#### Exercise requirements:
Every record below must come back exactly as written, with the images dropped.

#### Data extract:
⁂

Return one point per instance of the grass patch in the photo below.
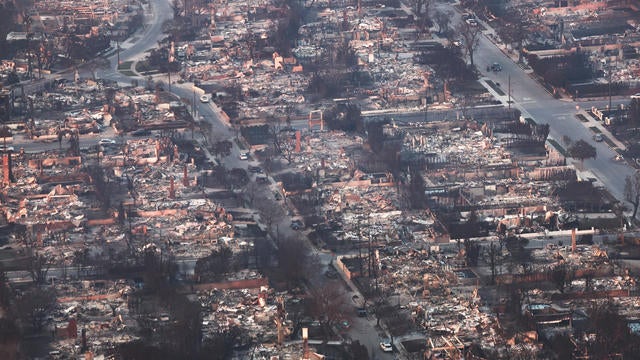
(495, 87)
(582, 118)
(558, 147)
(593, 116)
(609, 142)
(143, 66)
(125, 65)
(128, 73)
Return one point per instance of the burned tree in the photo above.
(329, 305)
(39, 265)
(470, 39)
(34, 305)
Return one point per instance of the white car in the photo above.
(386, 347)
(107, 142)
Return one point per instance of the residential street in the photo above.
(534, 101)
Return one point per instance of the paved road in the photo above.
(534, 101)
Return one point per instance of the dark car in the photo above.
(255, 169)
(297, 225)
(141, 132)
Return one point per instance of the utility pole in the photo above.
(610, 71)
(509, 91)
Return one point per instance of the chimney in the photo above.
(305, 342)
(6, 177)
(84, 339)
(172, 189)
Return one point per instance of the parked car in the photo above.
(141, 132)
(255, 169)
(297, 225)
(107, 142)
(386, 346)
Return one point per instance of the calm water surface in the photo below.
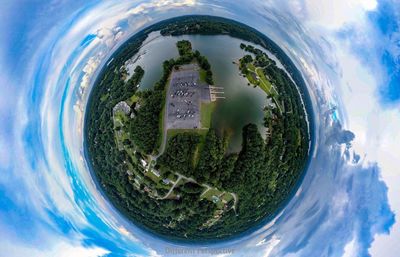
(243, 104)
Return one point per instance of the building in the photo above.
(123, 107)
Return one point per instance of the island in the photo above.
(159, 156)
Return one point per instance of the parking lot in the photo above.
(184, 98)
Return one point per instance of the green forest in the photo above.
(262, 175)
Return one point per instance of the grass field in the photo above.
(206, 110)
(209, 194)
(202, 74)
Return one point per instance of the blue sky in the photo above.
(347, 51)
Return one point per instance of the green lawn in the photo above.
(206, 110)
(203, 75)
(208, 195)
(153, 177)
(133, 99)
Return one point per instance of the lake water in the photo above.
(243, 104)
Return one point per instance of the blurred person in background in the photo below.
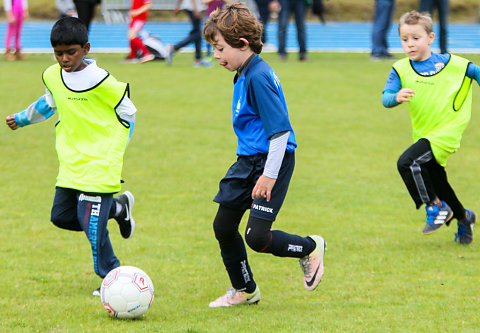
(383, 19)
(16, 11)
(443, 7)
(298, 8)
(193, 8)
(86, 10)
(265, 7)
(211, 6)
(138, 17)
(66, 8)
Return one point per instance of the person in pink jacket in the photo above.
(16, 11)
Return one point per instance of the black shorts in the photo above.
(236, 187)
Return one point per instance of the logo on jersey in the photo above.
(276, 80)
(85, 197)
(262, 208)
(295, 248)
(239, 106)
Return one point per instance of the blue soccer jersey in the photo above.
(259, 109)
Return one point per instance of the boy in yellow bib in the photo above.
(96, 119)
(438, 90)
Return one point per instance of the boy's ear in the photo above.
(431, 38)
(246, 44)
(86, 47)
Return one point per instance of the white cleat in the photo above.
(236, 297)
(312, 265)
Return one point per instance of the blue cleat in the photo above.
(436, 217)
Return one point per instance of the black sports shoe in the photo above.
(464, 234)
(125, 219)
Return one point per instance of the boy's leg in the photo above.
(64, 209)
(412, 167)
(259, 237)
(466, 218)
(444, 191)
(244, 289)
(232, 248)
(121, 211)
(416, 166)
(93, 211)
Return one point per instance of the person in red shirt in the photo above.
(138, 18)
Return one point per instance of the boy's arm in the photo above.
(473, 72)
(145, 8)
(38, 111)
(263, 96)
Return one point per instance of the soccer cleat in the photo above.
(312, 265)
(464, 234)
(236, 297)
(147, 58)
(169, 54)
(436, 217)
(130, 60)
(125, 218)
(96, 292)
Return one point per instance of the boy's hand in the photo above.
(263, 188)
(10, 120)
(405, 95)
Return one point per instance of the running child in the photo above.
(16, 12)
(438, 90)
(96, 119)
(138, 18)
(259, 179)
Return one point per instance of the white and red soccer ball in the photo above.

⁂

#### Result:
Return one point per instance of the grass patch in the photo below.
(495, 87)
(582, 118)
(558, 147)
(593, 116)
(609, 142)
(143, 66)
(125, 65)
(128, 73)
Return one point per instance of the burned tree in the photo above.
(329, 305)
(39, 265)
(470, 39)
(34, 305)
Return one point per instance of the white car in the photo above.
(386, 347)
(107, 142)
Return one point per instance of the residential street in the photo above.
(534, 101)
Return one point per instance of the paved road in the photo above.
(534, 101)
Return one point per instance of the dark car in the photo above.
(255, 169)
(297, 225)
(141, 132)
Return one point per instance of the utility pole in the photo above.
(610, 71)
(509, 91)
Return one point per instance of the chimney in the photo above.
(305, 342)
(6, 177)
(84, 339)
(172, 189)
Return one point per instance of the parked car in the photo above.
(141, 132)
(255, 169)
(297, 225)
(107, 142)
(386, 346)
Return one point per instance of the calm water surface in the photo below.
(243, 104)
Return one point per instance of the building in the photo above.
(123, 107)
Return one point per instance of the island in the photo above.
(159, 156)
Return one point per instance of the parking lot in the photo above.
(184, 98)
Return one point per instance of the green forest in the photo above.
(262, 175)
Return one point per instance of the grass field in the photo above.
(206, 110)
(209, 194)
(202, 74)
Return one point per instance of the blue sky in the photo above.
(347, 51)
Return one point per instance of the green lawn in the photo above.
(206, 110)
(203, 75)
(208, 195)
(153, 177)
(133, 99)
Return one point per instance of the lake water in the photo above.
(243, 104)
Return one point per instance of the blurred person in background in the photo below.
(383, 19)
(16, 11)
(443, 7)
(298, 8)
(193, 8)
(86, 10)
(265, 7)
(211, 6)
(138, 17)
(66, 8)
Return one point per instance of the person in pink jacket in the photo above.
(16, 11)
Return one point per instance of the black shorts in the photo above.
(236, 187)
Return one point per instance of the logo on jersey in the photo above.
(276, 80)
(85, 197)
(262, 208)
(295, 248)
(239, 106)
Return one point per instance of the blue soccer jersey in the photo above.
(259, 109)
Return one point per instance of the boy in yellow bib in the photo above.
(96, 119)
(438, 90)
Return one point per instance of the boy's ear in the photo above.
(431, 38)
(246, 44)
(86, 47)
Return one point per instance of the white cleat in the photo above.
(236, 297)
(312, 265)
Return one point per instance of the blue cleat in the photo above.
(436, 217)
Return one point per instance of the black sports shoe in the photo above.
(464, 234)
(125, 219)
Return one point per instance of the boy's leg in the photo above.
(64, 209)
(412, 167)
(259, 237)
(466, 218)
(444, 191)
(244, 289)
(232, 248)
(121, 211)
(416, 166)
(93, 211)
Return one point per instance of the person in red shirt in the photo above.
(138, 18)
Return one point per instance of the boy's arm in the photo above.
(473, 72)
(145, 8)
(38, 111)
(263, 96)
Return one point per instance of the soccer cleat in the photo above.
(312, 265)
(464, 234)
(236, 297)
(147, 58)
(169, 54)
(436, 217)
(130, 60)
(125, 218)
(96, 292)
Return one point per instance of the boy's hand in the photo above.
(263, 188)
(10, 120)
(405, 95)
Return one point per instance of the running child in the photo above.
(16, 12)
(438, 90)
(96, 119)
(138, 18)
(259, 179)
Return one point per instance of the white and red soccer ball in the photo above.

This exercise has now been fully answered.